:: INPUT ROWS ::

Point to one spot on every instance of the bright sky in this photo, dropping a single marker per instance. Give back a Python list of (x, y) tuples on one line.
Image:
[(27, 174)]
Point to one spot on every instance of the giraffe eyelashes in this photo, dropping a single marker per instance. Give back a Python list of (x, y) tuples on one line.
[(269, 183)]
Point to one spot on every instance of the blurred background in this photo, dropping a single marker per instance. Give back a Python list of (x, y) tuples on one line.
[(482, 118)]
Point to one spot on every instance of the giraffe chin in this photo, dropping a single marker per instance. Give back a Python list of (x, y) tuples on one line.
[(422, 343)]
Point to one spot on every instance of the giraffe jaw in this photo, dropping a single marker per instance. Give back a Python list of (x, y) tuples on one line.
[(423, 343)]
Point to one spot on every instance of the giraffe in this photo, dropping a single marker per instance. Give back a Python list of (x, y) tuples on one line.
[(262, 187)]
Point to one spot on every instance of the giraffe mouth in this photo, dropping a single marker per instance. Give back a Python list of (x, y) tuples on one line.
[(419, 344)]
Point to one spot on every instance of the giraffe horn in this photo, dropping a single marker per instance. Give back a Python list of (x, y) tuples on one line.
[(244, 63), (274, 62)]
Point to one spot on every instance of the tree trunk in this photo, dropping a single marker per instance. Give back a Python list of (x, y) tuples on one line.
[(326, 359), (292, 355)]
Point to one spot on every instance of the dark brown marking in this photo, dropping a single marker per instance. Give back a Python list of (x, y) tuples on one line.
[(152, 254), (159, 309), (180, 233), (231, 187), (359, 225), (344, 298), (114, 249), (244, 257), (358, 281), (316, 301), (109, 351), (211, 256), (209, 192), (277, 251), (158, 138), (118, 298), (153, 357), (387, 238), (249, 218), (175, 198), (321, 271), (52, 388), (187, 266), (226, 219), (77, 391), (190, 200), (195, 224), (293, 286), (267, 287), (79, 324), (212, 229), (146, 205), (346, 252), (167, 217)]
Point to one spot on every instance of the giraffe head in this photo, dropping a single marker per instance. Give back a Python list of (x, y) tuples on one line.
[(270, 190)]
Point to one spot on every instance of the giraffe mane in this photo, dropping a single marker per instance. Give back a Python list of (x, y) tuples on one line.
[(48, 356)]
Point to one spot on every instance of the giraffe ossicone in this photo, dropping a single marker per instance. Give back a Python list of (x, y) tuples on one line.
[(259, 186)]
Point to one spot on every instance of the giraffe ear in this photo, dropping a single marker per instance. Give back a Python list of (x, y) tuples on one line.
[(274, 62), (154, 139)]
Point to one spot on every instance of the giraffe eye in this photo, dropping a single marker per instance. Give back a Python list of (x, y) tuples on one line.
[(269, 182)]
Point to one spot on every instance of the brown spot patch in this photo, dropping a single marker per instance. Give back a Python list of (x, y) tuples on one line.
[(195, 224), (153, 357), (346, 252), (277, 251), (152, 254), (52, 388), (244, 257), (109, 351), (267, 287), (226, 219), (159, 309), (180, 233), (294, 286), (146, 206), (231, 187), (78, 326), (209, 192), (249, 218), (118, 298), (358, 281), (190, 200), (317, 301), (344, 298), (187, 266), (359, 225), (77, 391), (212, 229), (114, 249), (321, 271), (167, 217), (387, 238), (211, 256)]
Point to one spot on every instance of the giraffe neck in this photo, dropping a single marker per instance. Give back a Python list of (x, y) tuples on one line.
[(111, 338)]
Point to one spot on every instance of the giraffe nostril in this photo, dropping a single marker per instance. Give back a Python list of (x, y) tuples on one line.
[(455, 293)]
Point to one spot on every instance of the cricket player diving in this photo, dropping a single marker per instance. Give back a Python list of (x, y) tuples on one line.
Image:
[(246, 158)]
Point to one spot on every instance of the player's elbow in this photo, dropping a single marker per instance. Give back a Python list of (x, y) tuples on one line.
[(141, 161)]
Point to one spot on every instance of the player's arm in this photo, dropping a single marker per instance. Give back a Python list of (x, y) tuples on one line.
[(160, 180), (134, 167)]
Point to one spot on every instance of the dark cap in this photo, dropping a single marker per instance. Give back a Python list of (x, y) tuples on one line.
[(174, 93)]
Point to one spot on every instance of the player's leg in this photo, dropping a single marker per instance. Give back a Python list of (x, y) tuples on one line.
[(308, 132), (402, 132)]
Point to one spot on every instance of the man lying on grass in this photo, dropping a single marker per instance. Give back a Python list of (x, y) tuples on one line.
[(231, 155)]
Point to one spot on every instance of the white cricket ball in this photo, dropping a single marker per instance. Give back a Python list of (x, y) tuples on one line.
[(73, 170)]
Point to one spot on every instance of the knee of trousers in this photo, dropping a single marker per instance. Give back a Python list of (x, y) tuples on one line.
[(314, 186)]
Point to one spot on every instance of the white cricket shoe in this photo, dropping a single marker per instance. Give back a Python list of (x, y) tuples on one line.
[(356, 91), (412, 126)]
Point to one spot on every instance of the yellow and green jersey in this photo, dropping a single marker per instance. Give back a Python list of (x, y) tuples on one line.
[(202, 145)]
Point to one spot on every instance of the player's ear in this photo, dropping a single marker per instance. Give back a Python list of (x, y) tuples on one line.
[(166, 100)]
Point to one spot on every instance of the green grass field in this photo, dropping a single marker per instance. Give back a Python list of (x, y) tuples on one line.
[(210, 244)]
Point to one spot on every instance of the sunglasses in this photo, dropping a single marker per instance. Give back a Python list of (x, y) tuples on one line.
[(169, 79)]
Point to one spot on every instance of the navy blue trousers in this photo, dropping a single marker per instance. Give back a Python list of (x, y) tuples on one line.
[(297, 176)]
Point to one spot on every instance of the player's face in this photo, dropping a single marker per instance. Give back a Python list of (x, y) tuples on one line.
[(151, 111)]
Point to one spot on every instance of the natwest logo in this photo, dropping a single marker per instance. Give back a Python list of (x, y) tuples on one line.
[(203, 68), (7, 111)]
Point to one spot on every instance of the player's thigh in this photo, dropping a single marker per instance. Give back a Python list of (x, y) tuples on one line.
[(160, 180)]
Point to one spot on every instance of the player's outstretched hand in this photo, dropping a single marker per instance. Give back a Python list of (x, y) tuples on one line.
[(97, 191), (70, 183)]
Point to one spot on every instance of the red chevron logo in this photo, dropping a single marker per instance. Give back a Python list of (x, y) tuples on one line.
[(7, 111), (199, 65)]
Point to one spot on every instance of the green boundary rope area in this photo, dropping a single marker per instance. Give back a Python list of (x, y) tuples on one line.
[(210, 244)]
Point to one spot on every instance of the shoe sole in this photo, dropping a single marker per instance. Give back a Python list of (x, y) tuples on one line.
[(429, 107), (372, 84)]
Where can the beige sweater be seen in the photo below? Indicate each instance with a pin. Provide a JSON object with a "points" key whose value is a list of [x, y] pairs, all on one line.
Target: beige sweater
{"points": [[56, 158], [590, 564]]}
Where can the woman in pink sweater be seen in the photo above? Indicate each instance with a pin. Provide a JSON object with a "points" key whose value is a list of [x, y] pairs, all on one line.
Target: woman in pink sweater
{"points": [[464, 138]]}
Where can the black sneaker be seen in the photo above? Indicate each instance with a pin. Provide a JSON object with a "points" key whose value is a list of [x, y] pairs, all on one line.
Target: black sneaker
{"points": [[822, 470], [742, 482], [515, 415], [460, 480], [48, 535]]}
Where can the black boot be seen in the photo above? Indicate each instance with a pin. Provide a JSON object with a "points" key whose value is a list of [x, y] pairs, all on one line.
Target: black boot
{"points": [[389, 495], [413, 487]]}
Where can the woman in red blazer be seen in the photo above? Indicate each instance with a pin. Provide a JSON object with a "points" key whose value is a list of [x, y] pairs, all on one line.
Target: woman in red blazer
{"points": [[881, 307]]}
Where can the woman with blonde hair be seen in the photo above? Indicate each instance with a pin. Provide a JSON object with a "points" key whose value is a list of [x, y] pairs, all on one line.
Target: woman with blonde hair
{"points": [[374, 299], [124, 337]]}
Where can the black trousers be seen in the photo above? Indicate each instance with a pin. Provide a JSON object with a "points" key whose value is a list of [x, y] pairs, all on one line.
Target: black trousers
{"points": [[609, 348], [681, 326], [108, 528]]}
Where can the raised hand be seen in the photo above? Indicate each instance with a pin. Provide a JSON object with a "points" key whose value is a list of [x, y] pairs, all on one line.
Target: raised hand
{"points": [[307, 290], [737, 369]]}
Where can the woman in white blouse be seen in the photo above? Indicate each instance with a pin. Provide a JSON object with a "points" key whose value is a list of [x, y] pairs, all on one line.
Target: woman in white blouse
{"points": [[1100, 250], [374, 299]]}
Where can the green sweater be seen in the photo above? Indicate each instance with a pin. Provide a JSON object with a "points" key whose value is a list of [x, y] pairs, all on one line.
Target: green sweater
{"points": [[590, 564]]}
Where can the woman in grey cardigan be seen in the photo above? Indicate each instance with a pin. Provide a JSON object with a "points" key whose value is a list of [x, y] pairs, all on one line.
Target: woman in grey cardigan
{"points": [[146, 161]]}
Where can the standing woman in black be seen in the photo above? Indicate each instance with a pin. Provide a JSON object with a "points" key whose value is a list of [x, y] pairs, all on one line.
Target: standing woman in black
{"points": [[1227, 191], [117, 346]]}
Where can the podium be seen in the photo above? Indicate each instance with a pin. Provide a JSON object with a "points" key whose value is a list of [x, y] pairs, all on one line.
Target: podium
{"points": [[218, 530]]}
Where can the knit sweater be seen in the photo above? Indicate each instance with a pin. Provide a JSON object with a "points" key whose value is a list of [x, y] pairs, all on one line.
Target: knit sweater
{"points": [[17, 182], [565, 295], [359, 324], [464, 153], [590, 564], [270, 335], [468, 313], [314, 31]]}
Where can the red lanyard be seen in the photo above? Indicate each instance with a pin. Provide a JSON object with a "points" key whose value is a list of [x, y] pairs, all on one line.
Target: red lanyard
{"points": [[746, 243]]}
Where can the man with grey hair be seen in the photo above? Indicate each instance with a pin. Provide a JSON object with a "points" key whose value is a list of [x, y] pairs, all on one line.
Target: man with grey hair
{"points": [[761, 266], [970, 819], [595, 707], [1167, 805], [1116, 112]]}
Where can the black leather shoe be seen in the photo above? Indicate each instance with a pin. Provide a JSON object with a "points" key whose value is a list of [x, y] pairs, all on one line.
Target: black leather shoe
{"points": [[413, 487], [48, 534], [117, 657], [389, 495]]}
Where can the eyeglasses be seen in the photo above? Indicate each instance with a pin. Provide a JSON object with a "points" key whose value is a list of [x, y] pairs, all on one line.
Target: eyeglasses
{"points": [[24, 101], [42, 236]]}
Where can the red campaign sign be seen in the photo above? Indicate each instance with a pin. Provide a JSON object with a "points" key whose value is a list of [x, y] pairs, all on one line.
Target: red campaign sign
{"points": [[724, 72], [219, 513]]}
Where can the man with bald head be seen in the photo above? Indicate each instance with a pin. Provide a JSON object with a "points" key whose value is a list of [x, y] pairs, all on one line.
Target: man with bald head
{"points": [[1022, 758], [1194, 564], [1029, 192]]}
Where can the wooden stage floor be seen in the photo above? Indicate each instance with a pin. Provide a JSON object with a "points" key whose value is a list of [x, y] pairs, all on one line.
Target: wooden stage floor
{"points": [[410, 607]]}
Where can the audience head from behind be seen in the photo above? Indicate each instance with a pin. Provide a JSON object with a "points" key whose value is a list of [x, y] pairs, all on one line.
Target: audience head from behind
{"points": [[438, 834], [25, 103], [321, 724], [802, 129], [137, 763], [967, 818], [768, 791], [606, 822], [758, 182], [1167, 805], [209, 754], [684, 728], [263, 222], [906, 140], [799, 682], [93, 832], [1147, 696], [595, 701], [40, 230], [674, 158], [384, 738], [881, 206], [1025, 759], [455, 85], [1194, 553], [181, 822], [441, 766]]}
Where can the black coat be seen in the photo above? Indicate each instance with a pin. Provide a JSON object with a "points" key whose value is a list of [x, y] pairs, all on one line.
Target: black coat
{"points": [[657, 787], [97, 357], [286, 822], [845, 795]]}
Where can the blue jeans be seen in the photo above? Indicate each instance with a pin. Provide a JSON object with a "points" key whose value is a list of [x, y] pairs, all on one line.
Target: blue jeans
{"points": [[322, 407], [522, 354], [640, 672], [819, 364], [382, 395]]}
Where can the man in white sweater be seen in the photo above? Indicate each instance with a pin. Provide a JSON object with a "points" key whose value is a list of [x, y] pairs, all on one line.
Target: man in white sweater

:::

DIRECTIONS FOR THIS TASK: Please format the entries above, between the lines holding "Point to one spot on every instance of the giraffe in" and "252), (167, 217)]" inclusive, as a two-column CSV with the columns instruction and response. Use one row per entry, and put each value in a single quoted field with its line breaks turned into spaces.

FINAL RESULT:
instruction,response
"Point to one spot on every instance of the giraffe in this photo, dropping a single marker per instance. Give back a Python list of (x, y) tuples on one line.","[(262, 187)]"
"Point to one spot on every instance of the giraffe mouth in this photo, dropping a single marker per instance. Give back a Python list of (x, y) tuples on one line.","[(419, 344)]"
"Point to one spot on every instance of the giraffe horn in this photo, dropping a single marker per instance. Give back a Python list of (x, y) tuples on one line.","[(244, 63), (274, 62)]"
"Point to one spot on every instance of the tree trunk in this photo, dropping a single marker per instance. Give back a Python list of (x, y) tuples on one line.","[(326, 359), (292, 355)]"
"Point to one spot on every instance of the dark brown marking in this photo, dropping a single marker per instance. Give back a Python list of (x, y) tuples on one line.","[(152, 254), (159, 309), (180, 233), (231, 187), (359, 225), (344, 298), (114, 249), (244, 257), (358, 281), (316, 301), (109, 351), (211, 256), (209, 192), (277, 251), (158, 138), (118, 298), (153, 357), (387, 238), (249, 218), (175, 198), (321, 271), (52, 388), (187, 266), (226, 219), (77, 391), (190, 200), (195, 224), (293, 286), (267, 287), (79, 324), (212, 229), (146, 205), (346, 252), (167, 217)]"